▸ **Your task**:
Scale the rows from the line containing "Reviewer note: verify one keypoint per instance of the hazy" up to and including the last line of the rows, and write these lines again with the requests included. Multiply every coordinate in the answers by 2.15 and round each to a whole number, with halves rounded up, leaving the requests unchanged and giving only these lines.
+++
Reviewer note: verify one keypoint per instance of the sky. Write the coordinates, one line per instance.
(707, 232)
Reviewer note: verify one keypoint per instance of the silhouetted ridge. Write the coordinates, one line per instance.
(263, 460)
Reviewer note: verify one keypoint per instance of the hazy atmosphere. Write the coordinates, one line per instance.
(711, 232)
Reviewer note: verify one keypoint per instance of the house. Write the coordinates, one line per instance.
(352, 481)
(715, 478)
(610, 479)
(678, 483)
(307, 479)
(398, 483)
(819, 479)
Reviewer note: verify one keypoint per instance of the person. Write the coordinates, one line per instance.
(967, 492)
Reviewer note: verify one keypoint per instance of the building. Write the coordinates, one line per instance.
+++
▸ **Exercise result**:
Reviewer note: verify one keypoint per instance of the hazy atmosphere. Write the coordinates, one line per instance.
(1529, 499)
Reviewer note: verify one keypoint per instance of the house. Write the coordinates, one line per instance.
(757, 1034)
(1537, 1028)
(1312, 1030)
(1458, 1038)
(660, 1030)
(856, 1038)
(1761, 1030)
Reviewer note: verify one keypoint per instance of the person. Write the coordinates, one line per instance.
(2079, 1058)
Reviewer note: verify one keypoint per instance of the building. Write the coordinates, one line per instance.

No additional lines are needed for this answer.